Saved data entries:
╭──

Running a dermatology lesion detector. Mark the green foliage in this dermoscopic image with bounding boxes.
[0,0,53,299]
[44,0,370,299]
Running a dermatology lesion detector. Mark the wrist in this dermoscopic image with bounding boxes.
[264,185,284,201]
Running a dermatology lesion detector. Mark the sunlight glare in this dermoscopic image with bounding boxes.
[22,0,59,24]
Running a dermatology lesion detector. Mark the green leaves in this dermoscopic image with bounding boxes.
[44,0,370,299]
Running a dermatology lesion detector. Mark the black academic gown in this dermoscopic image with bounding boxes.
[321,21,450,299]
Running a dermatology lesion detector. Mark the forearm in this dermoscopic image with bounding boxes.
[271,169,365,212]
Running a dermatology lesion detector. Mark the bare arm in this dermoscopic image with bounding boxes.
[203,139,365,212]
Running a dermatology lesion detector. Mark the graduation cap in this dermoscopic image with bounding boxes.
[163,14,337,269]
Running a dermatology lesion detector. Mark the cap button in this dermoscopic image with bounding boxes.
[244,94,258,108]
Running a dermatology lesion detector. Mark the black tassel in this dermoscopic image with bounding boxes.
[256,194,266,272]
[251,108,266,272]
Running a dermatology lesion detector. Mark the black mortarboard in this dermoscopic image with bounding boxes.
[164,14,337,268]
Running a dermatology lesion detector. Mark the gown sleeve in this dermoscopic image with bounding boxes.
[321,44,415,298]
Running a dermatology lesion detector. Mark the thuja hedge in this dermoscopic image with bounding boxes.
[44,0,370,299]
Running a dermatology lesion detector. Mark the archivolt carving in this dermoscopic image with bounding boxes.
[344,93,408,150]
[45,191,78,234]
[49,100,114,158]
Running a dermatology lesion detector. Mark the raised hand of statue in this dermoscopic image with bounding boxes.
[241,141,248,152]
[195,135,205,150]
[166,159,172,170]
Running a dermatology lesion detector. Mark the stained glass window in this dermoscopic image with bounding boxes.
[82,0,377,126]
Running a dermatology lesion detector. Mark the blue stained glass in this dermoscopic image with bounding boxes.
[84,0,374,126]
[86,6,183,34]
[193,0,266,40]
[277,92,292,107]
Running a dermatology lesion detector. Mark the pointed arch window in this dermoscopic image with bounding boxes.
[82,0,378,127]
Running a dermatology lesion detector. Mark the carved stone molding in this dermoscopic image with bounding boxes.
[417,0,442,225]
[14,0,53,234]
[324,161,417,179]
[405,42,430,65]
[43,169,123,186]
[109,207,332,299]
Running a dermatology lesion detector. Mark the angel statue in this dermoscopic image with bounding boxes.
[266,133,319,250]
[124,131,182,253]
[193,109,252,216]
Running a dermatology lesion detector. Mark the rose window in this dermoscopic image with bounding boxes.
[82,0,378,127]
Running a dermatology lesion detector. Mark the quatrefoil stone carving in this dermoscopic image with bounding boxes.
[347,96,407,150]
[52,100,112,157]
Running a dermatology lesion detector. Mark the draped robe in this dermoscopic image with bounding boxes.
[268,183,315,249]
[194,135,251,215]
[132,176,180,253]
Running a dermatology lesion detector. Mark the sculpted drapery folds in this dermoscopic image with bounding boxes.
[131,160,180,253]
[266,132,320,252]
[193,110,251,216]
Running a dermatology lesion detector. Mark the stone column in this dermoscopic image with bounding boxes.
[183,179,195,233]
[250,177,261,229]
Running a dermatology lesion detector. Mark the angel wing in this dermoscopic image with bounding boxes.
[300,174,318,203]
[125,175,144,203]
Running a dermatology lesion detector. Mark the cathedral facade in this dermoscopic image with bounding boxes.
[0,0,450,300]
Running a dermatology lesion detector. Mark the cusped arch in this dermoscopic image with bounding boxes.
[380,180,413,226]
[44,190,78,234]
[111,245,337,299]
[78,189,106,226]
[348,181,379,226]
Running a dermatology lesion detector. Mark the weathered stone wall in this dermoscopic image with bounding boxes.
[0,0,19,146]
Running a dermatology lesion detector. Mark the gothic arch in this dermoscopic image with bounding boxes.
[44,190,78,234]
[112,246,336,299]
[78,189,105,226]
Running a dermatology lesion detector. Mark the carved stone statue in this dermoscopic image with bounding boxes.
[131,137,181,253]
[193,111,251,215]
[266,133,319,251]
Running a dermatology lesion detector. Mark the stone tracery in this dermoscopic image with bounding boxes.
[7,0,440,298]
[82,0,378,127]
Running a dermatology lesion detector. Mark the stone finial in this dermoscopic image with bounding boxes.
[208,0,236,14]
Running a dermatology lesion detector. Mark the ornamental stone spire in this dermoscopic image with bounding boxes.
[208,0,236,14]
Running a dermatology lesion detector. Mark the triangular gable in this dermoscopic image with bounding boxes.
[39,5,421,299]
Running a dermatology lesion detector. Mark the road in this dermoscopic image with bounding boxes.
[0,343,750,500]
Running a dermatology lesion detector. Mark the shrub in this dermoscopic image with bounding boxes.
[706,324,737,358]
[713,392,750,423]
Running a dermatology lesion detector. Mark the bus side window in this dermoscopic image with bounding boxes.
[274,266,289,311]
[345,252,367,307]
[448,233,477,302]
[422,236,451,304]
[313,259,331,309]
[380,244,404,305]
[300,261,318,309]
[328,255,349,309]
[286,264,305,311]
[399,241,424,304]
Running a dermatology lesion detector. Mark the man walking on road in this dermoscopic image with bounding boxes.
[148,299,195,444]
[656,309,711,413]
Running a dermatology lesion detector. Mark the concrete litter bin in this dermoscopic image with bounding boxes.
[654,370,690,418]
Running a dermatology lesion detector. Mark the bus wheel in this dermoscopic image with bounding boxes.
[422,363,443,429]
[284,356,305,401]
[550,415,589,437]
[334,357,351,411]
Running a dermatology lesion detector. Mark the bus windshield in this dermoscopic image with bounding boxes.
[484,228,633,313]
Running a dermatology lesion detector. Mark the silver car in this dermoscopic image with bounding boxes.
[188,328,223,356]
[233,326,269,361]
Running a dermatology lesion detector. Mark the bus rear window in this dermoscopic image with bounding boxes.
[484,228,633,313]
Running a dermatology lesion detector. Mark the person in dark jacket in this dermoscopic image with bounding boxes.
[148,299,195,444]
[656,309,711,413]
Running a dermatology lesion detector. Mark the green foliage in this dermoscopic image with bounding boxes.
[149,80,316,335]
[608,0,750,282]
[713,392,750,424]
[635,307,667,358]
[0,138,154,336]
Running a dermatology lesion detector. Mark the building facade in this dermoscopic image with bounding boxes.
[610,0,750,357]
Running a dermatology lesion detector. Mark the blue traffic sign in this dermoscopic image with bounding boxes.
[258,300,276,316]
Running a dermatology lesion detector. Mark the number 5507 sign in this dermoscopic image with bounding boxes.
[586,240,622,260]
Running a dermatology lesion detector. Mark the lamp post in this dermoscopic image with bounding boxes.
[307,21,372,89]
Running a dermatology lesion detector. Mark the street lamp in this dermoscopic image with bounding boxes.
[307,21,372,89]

╰──

> **Task directions**
Convert the data above into a JSON list of strings with one string per line, leaving out blank lines.

> **Answer below**
[
  "Running a dermatology lesion detector. Mark the green foliage in this dermoscopic image with bounding boxes.",
  "[0,0,53,299]",
  "[44,0,370,299]",
  "Running a dermatology lesion detector. Mark the wrist in this dermoscopic image with bounding boxes.",
  "[264,185,284,201]",
  "Running a dermatology lesion detector. Mark the sunlight glare in this dermoscopic image with bounding boxes.",
  "[22,0,59,24]",
  "Running a dermatology lesion detector. Mark the green leaves in this dermoscopic image with bounding boxes.",
  "[44,0,370,299]",
  "Running a dermatology lesion detector. Mark the black academic gown in this dermoscopic image with bounding boxes.",
  "[321,21,450,299]",
  "Running a dermatology lesion detector. Mark the forearm in this dermoscopic image with bounding boxes.",
  "[271,169,365,212]",
  "Running a dermatology lesion detector. Mark the bare arm in this dermoscopic image with bounding boxes.",
  "[203,139,365,212]",
  "Running a dermatology lesion detector. Mark the graduation cap in this dermoscopic image with bounding boxes.",
  "[163,14,337,269]",
  "Running a dermatology lesion detector. Mark the cap button in this dermoscopic image with bounding boxes.",
  "[244,94,258,108]",
  "Running a dermatology lesion detector. Mark the black tassel in this dermoscopic image with bounding boxes.",
  "[256,194,266,272]",
  "[251,108,266,272]",
  "Running a dermatology lesion detector. Mark the black mortarboard in this dermoscopic image with bounding boxes.",
  "[164,14,337,268]",
  "Running a dermatology lesion detector. Mark the gown sleeve in this dermoscopic image with bounding boxes.",
  "[321,44,415,298]",
  "Running a dermatology lesion detector. Mark the thuja hedge in this dermoscopic image with bounding boxes.",
  "[44,0,370,299]",
  "Running a dermatology lesion detector. Mark the archivolt carving in this dermoscopic image with bounding boxes.",
  "[344,93,408,150]",
  "[45,191,78,234]",
  "[49,100,114,158]",
  "Running a dermatology lesion detector. Mark the raised hand of statue in this dermoscopic image with bounding boxes.",
  "[241,141,248,152]",
  "[195,135,205,150]",
  "[166,159,172,170]",
  "Running a dermatology lesion detector. Mark the stained glass window in this dermoscopic image with bounding boxes.",
  "[82,0,377,126]",
  "Running a dermatology lesion detector. Mark the blue stained glass in this dermoscopic image with bounding boxes.",
  "[84,0,374,126]",
  "[86,6,183,34]",
  "[193,0,266,40]",
  "[277,92,292,107]",
  "Running a dermatology lesion detector. Mark the pointed arch window in this dermoscopic image with bounding boxes.",
  "[82,0,378,127]",
  "Running a dermatology lesion detector. Mark the carved stone molding in this dermoscopic image with bounding boxes.",
  "[417,0,442,225]",
  "[14,0,53,234]",
  "[324,161,417,179]",
  "[405,42,430,65]",
  "[43,169,123,186]",
  "[109,207,332,299]",
  "Running a dermatology lesion detector. Mark the angel statue in this dermoscopic image with bounding boxes.",
  "[266,133,319,250]",
  "[124,131,182,253]",
  "[193,109,252,216]",
  "Running a dermatology lesion detector. Mark the rose window in this dermoscopic image with bounding boxes.",
  "[82,0,378,127]",
  "Running a dermatology lesion detector. Mark the quatrefoil stone carving in this dermoscopic image with bounding boxes.",
  "[347,96,407,150]",
  "[52,100,112,157]",
  "Running a dermatology lesion detector. Mark the draped robe in this dermoscopic image with bounding boxes.",
  "[268,183,315,249]",
  "[194,135,251,215]",
  "[132,176,180,253]",
  "Running a dermatology lesion detector. Mark the sculpted drapery folds in this dermoscopic image with bounding boxes.",
  "[131,160,180,253]",
  "[266,132,320,252]",
  "[193,110,251,216]",
  "Running a dermatology lesion detector. Mark the stone column in this dermoscopic image with bounding boxes.",
  "[183,179,195,233]",
  "[250,177,261,229]",
  "Running a dermatology lesion detector. Mark the angel wing in this dermoscopic image with bounding boxes.",
  "[300,174,318,203]",
  "[125,175,144,203]",
  "Running a dermatology lesion detector. Mark the cathedral facade in this dermoscopic image with bounding boxes.",
  "[0,0,450,300]",
  "Running a dermatology lesion detector. Mark the cusped arch in this dermoscopic image with bounding boxes.",
  "[380,180,413,226]",
  "[44,190,78,234]",
  "[111,245,337,299]",
  "[78,189,106,226]",
  "[348,181,379,226]",
  "Running a dermatology lesion detector. Mark the weathered stone wall in this dermoscopic image with bounding boxes.",
  "[0,0,19,146]",
  "Running a dermatology lesion detector. Mark the gothic arch in this dermoscopic image with bounding boxes.",
  "[44,190,78,234]",
  "[112,246,336,299]",
  "[78,189,105,226]",
  "Running a dermatology lesion detector. Mark the carved stone statue in this dermoscopic image with bounding boxes.",
  "[131,137,181,253]",
  "[193,111,251,215]",
  "[266,133,319,251]",
  "Running a dermatology lesion detector. Mark the stone tracery in this dermoscopic image with bounding boxes.",
  "[7,0,440,298]",
  "[82,0,378,127]",
  "Running a dermatology lesion detector. Mark the stone finial in this dermoscopic image with bounding boxes.",
  "[208,0,236,14]",
  "Running a dermatology lesion detector. Mark the ornamental stone spire in this dermoscopic image with bounding boxes.",
  "[208,0,236,14]",
  "Running a dermatology lesion detector. Mark the triangular gable in this dermoscopic image with bounding boxes.",
  "[39,5,421,299]",
  "Running a dermatology lesion detector. Mark the road in this dermoscopic image with bounding boxes.",
  "[0,343,750,500]",
  "Running a dermatology lesion detector. Mark the shrub in this dermoscopic image with bounding boxes.",
  "[706,324,737,358]",
  "[713,392,750,423]",
  "Running a dermatology lesion detector. Mark the bus side window in this dermoscopic image with bounding boxes.",
  "[274,266,289,311]",
  "[345,252,367,307]",
  "[448,233,477,302]",
  "[422,236,451,304]",
  "[313,259,331,309]",
  "[380,244,404,305]",
  "[300,261,318,309]",
  "[328,255,349,309]",
  "[286,264,305,311]",
  "[399,241,424,304]",
  "Running a dermatology lesion detector. Mark the man walking on road in this dermoscopic image with bounding boxes.",
  "[148,299,195,444]",
  "[656,309,711,413]",
  "Running a dermatology lesion detector. Mark the concrete litter bin in this dermoscopic image with bounding boxes.",
  "[654,370,690,418]",
  "Running a dermatology lesion detector. Mark the bus wheel in this dermoscopic image with bounding boxes.",
  "[422,363,443,429]",
  "[284,356,305,401]",
  "[550,415,589,437]",
  "[334,357,351,411]",
  "Running a dermatology lesion detector. Mark the bus windshield in this dermoscopic image with bounding boxes.",
  "[484,228,633,313]",
  "Running a dermatology lesion detector. Mark the silver car in this dermoscopic image with bounding boxes.",
  "[188,328,223,356]",
  "[233,326,269,361]",
  "Running a dermatology lesion detector. Mark the bus rear window in this dermoscopic image with bounding boxes.",
  "[484,228,633,313]",
  "Running a dermatology lesion detector. Mark the person in dark jacket in this dermoscopic image with bounding boxes.",
  "[148,299,195,444]",
  "[656,309,711,413]",
  "Running a dermatology lesion detector. Mark the green foliage in this dermoscopic image with bounding boxes.",
  "[149,80,316,335]",
  "[608,0,750,282]",
  "[713,392,750,424]",
  "[635,307,667,358]",
  "[0,138,154,336]",
  "Running a dermatology lesion detector. Mark the building facade in this dermoscopic image with bounding boxes.",
  "[610,0,750,357]",
  "Running a dermatology lesion detector. Mark the blue traffic sign in this dermoscopic image with bounding boxes.",
  "[258,300,276,316]",
  "Running a dermatology lesion detector. Mark the number 5507 sign in this dermoscopic image with bounding boxes.",
  "[586,240,622,260]",
  "Running a dermatology lesion detector. Mark the lamp post in this dermoscopic image with bounding boxes.",
  "[307,21,372,89]",
  "Running a dermatology lesion detector. Mark the street lamp in this dermoscopic image with bounding boxes.",
  "[307,21,372,89]"
]